▸ **Assigned task**:
In the comments on nursing errors below, why does one commenter say that whoever let the IV pump remain in use ought to be brought on the carpet?

▸ **Document text**:

● ● ●



  • No Mari,
    I do not think that nurses are at fault for all errors…In this case, I definitely think that management and administration were at fault. The staff were caught in a dilemma not of their making, although I do think that some of their decisions made a bad situation worse…

  • People, you included, think nurses are at fault for all errors, no matter how chaotic things are on the unit!

  • I am glad that Anne commented on the dangerous infusion pump…for that was the invitation to error. I also agree with Sharoni: the staffing is shocking, but with financial cutbacksmore administrators are likely to try to cut corners — that, combined with unsafe, even dangerous equipment is more than an invitation to error – it could even be criminal negligence!

  • While I agree about the specialty and the floating and the staffing — no one has said a word about the FACT that equipment that should never be used was being used — which is against standards of practice, TJC standards and Federal guidelines. Certainly this never should have happened for all these reasons, but whoever is responsible for allowing this IV pump to remain in use ought to be brought on the carpet!!

  • I agree with Sharoni: L&D (in fact all of maternity) is a specialty, and anyone ‘floated’ there should either be certified in the field or should work as a nursing assistant only!

  • I think what is needed is the moral courage to provide safe staffing levels!

  • WOW! I am in shock that this occurred in this century! As a former high-risk L&D nurse & manager, it breaks my heart…for the patients, for the nurses and aides, for the families that could have lost loved ones that evening! The entire structure at that hospital is broken and must addressed before people die. And yes, the buck stops with nursing leadership. Shame on them for not being there…shame! Come on people. wake up…we hold the lives of our patients in our hands. Fix it …now please.

● ● ●

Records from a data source
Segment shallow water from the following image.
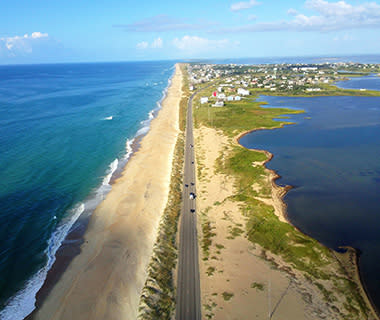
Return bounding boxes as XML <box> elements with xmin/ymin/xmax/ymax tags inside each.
<box><xmin>240</xmin><ymin>97</ymin><xmax>380</xmax><ymax>308</ymax></box>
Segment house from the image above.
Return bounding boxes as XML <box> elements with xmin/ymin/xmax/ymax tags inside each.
<box><xmin>213</xmin><ymin>100</ymin><xmax>224</xmax><ymax>107</ymax></box>
<box><xmin>237</xmin><ymin>88</ymin><xmax>249</xmax><ymax>96</ymax></box>
<box><xmin>201</xmin><ymin>97</ymin><xmax>208</xmax><ymax>104</ymax></box>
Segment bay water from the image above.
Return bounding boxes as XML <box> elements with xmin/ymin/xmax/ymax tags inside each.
<box><xmin>0</xmin><ymin>61</ymin><xmax>174</xmax><ymax>320</ymax></box>
<box><xmin>240</xmin><ymin>89</ymin><xmax>380</xmax><ymax>309</ymax></box>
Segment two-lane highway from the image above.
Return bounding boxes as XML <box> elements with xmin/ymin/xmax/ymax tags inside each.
<box><xmin>176</xmin><ymin>92</ymin><xmax>201</xmax><ymax>320</ymax></box>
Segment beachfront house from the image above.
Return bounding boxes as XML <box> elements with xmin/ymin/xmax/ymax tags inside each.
<box><xmin>237</xmin><ymin>88</ymin><xmax>249</xmax><ymax>96</ymax></box>
<box><xmin>212</xmin><ymin>100</ymin><xmax>224</xmax><ymax>107</ymax></box>
<box><xmin>201</xmin><ymin>97</ymin><xmax>208</xmax><ymax>104</ymax></box>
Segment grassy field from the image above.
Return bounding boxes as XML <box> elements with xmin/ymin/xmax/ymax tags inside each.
<box><xmin>194</xmin><ymin>88</ymin><xmax>369</xmax><ymax>319</ymax></box>
<box><xmin>194</xmin><ymin>97</ymin><xmax>303</xmax><ymax>136</ymax></box>
<box><xmin>250</xmin><ymin>84</ymin><xmax>380</xmax><ymax>97</ymax></box>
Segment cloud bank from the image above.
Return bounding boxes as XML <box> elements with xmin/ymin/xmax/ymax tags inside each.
<box><xmin>231</xmin><ymin>0</ymin><xmax>260</xmax><ymax>11</ymax></box>
<box><xmin>0</xmin><ymin>32</ymin><xmax>49</xmax><ymax>57</ymax></box>
<box><xmin>221</xmin><ymin>0</ymin><xmax>380</xmax><ymax>33</ymax></box>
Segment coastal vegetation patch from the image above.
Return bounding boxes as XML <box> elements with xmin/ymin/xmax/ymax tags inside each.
<box><xmin>194</xmin><ymin>84</ymin><xmax>371</xmax><ymax>319</ymax></box>
<box><xmin>138</xmin><ymin>65</ymin><xmax>190</xmax><ymax>320</ymax></box>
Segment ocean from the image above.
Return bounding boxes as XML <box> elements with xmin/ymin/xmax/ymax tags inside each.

● ● ●

▸ **Task response**:
Equipment that should never be used was being used, which is against standards of practice, TJC standards and Federal guidelines.